[Excerpts from a dataset]
::::

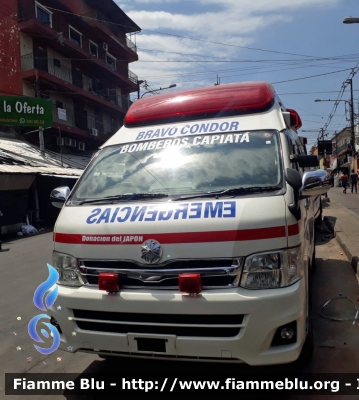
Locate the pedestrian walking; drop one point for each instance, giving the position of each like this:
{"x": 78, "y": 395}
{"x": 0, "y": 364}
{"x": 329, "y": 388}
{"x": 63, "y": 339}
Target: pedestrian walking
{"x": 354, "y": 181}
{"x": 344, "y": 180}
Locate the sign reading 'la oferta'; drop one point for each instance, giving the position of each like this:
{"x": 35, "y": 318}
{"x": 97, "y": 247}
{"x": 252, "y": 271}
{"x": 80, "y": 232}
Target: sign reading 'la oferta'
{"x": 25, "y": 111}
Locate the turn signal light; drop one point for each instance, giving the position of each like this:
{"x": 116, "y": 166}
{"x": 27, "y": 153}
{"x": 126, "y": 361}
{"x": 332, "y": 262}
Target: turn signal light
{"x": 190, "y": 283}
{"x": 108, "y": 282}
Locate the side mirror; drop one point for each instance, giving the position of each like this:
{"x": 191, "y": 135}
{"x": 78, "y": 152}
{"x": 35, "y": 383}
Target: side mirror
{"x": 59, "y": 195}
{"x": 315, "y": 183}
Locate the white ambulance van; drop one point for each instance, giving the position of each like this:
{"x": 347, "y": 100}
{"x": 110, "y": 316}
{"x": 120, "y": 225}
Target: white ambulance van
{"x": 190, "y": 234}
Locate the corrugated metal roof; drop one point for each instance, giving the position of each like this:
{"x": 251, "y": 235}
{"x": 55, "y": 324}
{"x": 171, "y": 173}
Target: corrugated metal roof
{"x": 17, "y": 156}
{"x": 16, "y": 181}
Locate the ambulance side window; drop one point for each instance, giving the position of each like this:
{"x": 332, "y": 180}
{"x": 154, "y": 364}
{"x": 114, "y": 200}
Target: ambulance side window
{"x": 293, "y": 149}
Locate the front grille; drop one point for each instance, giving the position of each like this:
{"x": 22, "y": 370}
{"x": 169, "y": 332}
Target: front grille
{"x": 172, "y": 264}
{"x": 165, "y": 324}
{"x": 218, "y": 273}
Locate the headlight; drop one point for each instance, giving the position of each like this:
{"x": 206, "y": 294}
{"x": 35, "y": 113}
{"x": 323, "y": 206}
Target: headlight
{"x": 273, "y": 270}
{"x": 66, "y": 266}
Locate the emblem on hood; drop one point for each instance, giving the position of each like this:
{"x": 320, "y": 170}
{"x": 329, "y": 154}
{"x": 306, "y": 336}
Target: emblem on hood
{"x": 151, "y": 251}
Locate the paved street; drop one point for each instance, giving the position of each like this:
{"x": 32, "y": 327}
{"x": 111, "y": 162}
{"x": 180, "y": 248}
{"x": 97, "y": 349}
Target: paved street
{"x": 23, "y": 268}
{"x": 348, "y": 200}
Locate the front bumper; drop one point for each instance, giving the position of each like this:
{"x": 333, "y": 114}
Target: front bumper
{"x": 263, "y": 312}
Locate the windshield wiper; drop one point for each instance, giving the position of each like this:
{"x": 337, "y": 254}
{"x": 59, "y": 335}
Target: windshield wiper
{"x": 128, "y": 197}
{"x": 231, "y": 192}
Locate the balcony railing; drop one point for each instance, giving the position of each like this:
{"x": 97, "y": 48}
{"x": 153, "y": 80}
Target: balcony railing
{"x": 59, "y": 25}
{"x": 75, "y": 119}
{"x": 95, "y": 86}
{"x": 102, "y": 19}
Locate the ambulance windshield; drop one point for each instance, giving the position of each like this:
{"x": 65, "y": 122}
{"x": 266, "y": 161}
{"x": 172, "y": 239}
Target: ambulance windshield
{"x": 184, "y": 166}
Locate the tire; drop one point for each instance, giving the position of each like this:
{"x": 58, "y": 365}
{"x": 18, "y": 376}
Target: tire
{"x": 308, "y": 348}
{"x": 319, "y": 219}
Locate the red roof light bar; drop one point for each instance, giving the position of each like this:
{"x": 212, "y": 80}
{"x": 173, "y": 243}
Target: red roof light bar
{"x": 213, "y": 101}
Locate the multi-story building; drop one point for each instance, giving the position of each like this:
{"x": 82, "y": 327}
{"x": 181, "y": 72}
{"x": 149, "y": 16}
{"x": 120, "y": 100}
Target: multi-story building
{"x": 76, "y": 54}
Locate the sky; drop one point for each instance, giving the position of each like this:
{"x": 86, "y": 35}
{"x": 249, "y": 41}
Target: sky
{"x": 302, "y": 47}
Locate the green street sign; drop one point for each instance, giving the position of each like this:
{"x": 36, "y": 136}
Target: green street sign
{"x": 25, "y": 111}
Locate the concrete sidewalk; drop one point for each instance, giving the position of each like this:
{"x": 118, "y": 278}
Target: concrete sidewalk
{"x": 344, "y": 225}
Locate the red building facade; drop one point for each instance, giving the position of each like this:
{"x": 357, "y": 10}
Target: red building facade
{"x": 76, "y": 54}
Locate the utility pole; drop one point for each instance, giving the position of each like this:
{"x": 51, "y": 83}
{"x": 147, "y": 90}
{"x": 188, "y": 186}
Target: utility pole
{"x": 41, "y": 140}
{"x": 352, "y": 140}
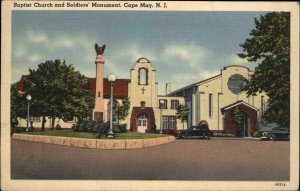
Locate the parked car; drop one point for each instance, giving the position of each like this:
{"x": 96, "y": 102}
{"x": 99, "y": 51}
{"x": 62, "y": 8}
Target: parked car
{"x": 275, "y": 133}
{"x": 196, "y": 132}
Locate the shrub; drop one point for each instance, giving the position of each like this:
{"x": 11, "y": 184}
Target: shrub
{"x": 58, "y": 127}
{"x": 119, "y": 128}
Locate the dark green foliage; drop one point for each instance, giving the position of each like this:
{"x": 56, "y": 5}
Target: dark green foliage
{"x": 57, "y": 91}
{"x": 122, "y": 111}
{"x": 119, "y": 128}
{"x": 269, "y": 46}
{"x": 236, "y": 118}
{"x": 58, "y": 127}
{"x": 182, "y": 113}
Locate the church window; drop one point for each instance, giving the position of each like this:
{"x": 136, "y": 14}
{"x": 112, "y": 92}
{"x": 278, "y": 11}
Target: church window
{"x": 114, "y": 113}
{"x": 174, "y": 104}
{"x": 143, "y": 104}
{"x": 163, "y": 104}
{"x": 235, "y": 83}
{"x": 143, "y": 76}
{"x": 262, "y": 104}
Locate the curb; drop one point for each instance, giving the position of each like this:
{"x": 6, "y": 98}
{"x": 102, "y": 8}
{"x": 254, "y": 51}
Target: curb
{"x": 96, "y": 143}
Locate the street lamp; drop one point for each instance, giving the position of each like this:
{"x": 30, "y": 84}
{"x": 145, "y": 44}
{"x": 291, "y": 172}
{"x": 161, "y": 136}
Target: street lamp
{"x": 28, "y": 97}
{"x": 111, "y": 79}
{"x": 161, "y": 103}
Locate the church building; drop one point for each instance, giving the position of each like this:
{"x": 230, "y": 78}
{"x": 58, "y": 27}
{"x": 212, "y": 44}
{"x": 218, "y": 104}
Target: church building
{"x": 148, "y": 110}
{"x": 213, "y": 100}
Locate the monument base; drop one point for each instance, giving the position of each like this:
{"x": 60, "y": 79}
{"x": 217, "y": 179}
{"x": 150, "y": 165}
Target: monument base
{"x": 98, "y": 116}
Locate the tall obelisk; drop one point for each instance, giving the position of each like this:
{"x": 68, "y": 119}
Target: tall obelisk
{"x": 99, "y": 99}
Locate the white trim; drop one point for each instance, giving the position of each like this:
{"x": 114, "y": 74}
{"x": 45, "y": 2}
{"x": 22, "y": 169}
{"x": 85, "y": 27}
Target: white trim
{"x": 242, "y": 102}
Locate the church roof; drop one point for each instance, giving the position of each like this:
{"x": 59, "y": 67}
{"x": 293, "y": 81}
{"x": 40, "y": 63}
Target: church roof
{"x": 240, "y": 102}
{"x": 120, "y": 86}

::::

Skip every image and output the remaining records exactly.

EXERCISE SOLUTION:
Locate the pedestrian walking; drop one point for each instance, giving the position of each like this:
{"x": 78, "y": 395}
{"x": 0, "y": 364}
{"x": 329, "y": 388}
{"x": 63, "y": 339}
Target: pedestrian walking
{"x": 354, "y": 181}
{"x": 344, "y": 180}
Locate the sign reading 'la oferta'; drop one point for each instance, giving the position of each like this:
{"x": 35, "y": 318}
{"x": 97, "y": 247}
{"x": 252, "y": 271}
{"x": 80, "y": 232}
Target: sign reading 'la oferta'
{"x": 25, "y": 111}
Locate the turn signal light; drop one point for each instance, giving the position of each like this:
{"x": 116, "y": 166}
{"x": 27, "y": 153}
{"x": 126, "y": 361}
{"x": 332, "y": 262}
Target: turn signal light
{"x": 190, "y": 283}
{"x": 108, "y": 282}
Locate the side mirror; drop one point for each instance, giving the position of each like this:
{"x": 191, "y": 135}
{"x": 78, "y": 152}
{"x": 35, "y": 383}
Target: side mirror
{"x": 59, "y": 195}
{"x": 315, "y": 183}
Locate the white ambulance van; drop one point for each instance, giving the position of each like this:
{"x": 347, "y": 100}
{"x": 110, "y": 316}
{"x": 120, "y": 225}
Target: white ambulance van
{"x": 190, "y": 234}
Locate the corrugated metal roof; drop one point for each instance, giving the position of each like this:
{"x": 251, "y": 235}
{"x": 55, "y": 324}
{"x": 171, "y": 173}
Target: corrugated metal roof
{"x": 17, "y": 156}
{"x": 16, "y": 181}
Locate the ambulance side window; drop one point for each instance, giving the position of each like this:
{"x": 332, "y": 180}
{"x": 154, "y": 364}
{"x": 114, "y": 200}
Target: ambulance side window
{"x": 293, "y": 149}
Locate the front grille; drop one point for each instance, giving the position of each like this:
{"x": 22, "y": 370}
{"x": 169, "y": 332}
Target: front grille
{"x": 172, "y": 264}
{"x": 165, "y": 324}
{"x": 218, "y": 273}
Locate the headlight; drop one point for each instance, giving the position of each like this:
{"x": 206, "y": 294}
{"x": 35, "y": 113}
{"x": 323, "y": 206}
Target: headlight
{"x": 273, "y": 270}
{"x": 66, "y": 266}
Locate the emblem on hood; drop one point for each instance, giving the position of each like this:
{"x": 320, "y": 170}
{"x": 329, "y": 154}
{"x": 306, "y": 336}
Target: emblem on hood
{"x": 151, "y": 251}
Locate the paved street; drop one point for each instance, giving the position of each like this:
{"x": 32, "y": 327}
{"x": 111, "y": 162}
{"x": 180, "y": 248}
{"x": 97, "y": 349}
Target: paved street
{"x": 23, "y": 268}
{"x": 348, "y": 200}
Locate the front bumper; drop one point for each instance, giving the position of each like this:
{"x": 333, "y": 114}
Target: front bumper
{"x": 263, "y": 312}
Locate the windshield wiper; drop one point for each instance, giving the position of each like this:
{"x": 337, "y": 254}
{"x": 59, "y": 335}
Target: windshield wiper
{"x": 128, "y": 197}
{"x": 231, "y": 192}
Locate the balcony railing; drop one point for each instance, giving the position of each like this:
{"x": 97, "y": 48}
{"x": 153, "y": 80}
Target: balcony railing
{"x": 59, "y": 25}
{"x": 75, "y": 119}
{"x": 95, "y": 86}
{"x": 102, "y": 19}
Locate the ambulance windshield; drop one point for each instance, giving the position of each like this:
{"x": 65, "y": 122}
{"x": 266, "y": 161}
{"x": 172, "y": 239}
Target: ambulance windshield
{"x": 184, "y": 166}
Locate the tire; drop one point for each instance, giving the position of each like this:
{"x": 58, "y": 365}
{"x": 18, "y": 376}
Target: tire
{"x": 308, "y": 348}
{"x": 319, "y": 219}
Locate the red roof light bar; drop one point for each instance, giving the position of each like this:
{"x": 212, "y": 80}
{"x": 173, "y": 243}
Target: red roof light bar
{"x": 213, "y": 101}
Locate the multi-story building; drop one point for each instance, giving the position of each like this:
{"x": 82, "y": 327}
{"x": 181, "y": 72}
{"x": 149, "y": 16}
{"x": 120, "y": 100}
Target: multi-story building
{"x": 76, "y": 54}
Locate the sky; drop one point for each instance, giving the position of each like this:
{"x": 86, "y": 35}
{"x": 249, "y": 41}
Target: sky
{"x": 302, "y": 47}
Locate the green street sign; drop one point for each instance, giving the position of each like this:
{"x": 36, "y": 136}
Target: green street sign
{"x": 25, "y": 111}
Locate the concrete sidewalk; drop one point for each instance, giving the position of each like this:
{"x": 118, "y": 278}
Target: concrete sidewalk
{"x": 344, "y": 225}
Locate the red building facade; drop one point for each instance, giving the position of each like this:
{"x": 357, "y": 10}
Target: red building facade
{"x": 76, "y": 54}
Locate the utility pole; drop one point for each instance, giving the position of each like this:
{"x": 51, "y": 83}
{"x": 147, "y": 90}
{"x": 188, "y": 186}
Target: utility pole
{"x": 41, "y": 140}
{"x": 352, "y": 140}
Locate the parked car; drop one point for each instance, giving the position of each like this:
{"x": 96, "y": 102}
{"x": 99, "y": 51}
{"x": 62, "y": 8}
Target: parked car
{"x": 275, "y": 133}
{"x": 196, "y": 132}
Locate the shrub; drop one point for each instance, giving the position of each like this:
{"x": 11, "y": 184}
Target: shrub
{"x": 58, "y": 127}
{"x": 119, "y": 128}
Locate the dark green foliage; drop one point for each instance, giving the position of each like this:
{"x": 56, "y": 5}
Target: dark green foliage
{"x": 57, "y": 91}
{"x": 122, "y": 111}
{"x": 119, "y": 128}
{"x": 269, "y": 46}
{"x": 236, "y": 118}
{"x": 58, "y": 127}
{"x": 182, "y": 113}
Locate the church window; drop one point for each instance, giving the position of each like this:
{"x": 136, "y": 14}
{"x": 112, "y": 92}
{"x": 278, "y": 11}
Target: church window
{"x": 114, "y": 113}
{"x": 174, "y": 104}
{"x": 143, "y": 104}
{"x": 163, "y": 104}
{"x": 235, "y": 83}
{"x": 143, "y": 76}
{"x": 262, "y": 104}
Locate the curb; drop one point for each instance, giving the position of each like this:
{"x": 6, "y": 98}
{"x": 102, "y": 8}
{"x": 254, "y": 51}
Target: curb
{"x": 96, "y": 143}
Locate the street lamp; drop one point for each instance, giving the position of each like this:
{"x": 30, "y": 84}
{"x": 145, "y": 44}
{"x": 291, "y": 172}
{"x": 161, "y": 136}
Target: street lamp
{"x": 28, "y": 97}
{"x": 111, "y": 79}
{"x": 161, "y": 103}
Locate the church building; drop one point for each instance, giving the position of each like this:
{"x": 230, "y": 78}
{"x": 58, "y": 27}
{"x": 212, "y": 44}
{"x": 218, "y": 104}
Target: church building
{"x": 148, "y": 110}
{"x": 213, "y": 100}
Locate the monument base; drop one point for each instance, giving the position of each like this:
{"x": 60, "y": 79}
{"x": 217, "y": 179}
{"x": 150, "y": 165}
Target: monument base
{"x": 98, "y": 116}
Locate the tall obelisk; drop one point for each instance, giving the position of each like this:
{"x": 68, "y": 119}
Target: tall obelisk
{"x": 99, "y": 99}
Locate the white trim; drop one point for each instance, giving the position of each like this:
{"x": 114, "y": 74}
{"x": 45, "y": 2}
{"x": 22, "y": 169}
{"x": 85, "y": 27}
Target: white trim
{"x": 242, "y": 102}
Locate the church roof; drop one point for each instance, giving the position of each like this:
{"x": 59, "y": 67}
{"x": 293, "y": 81}
{"x": 40, "y": 63}
Target: church roof
{"x": 240, "y": 102}
{"x": 120, "y": 86}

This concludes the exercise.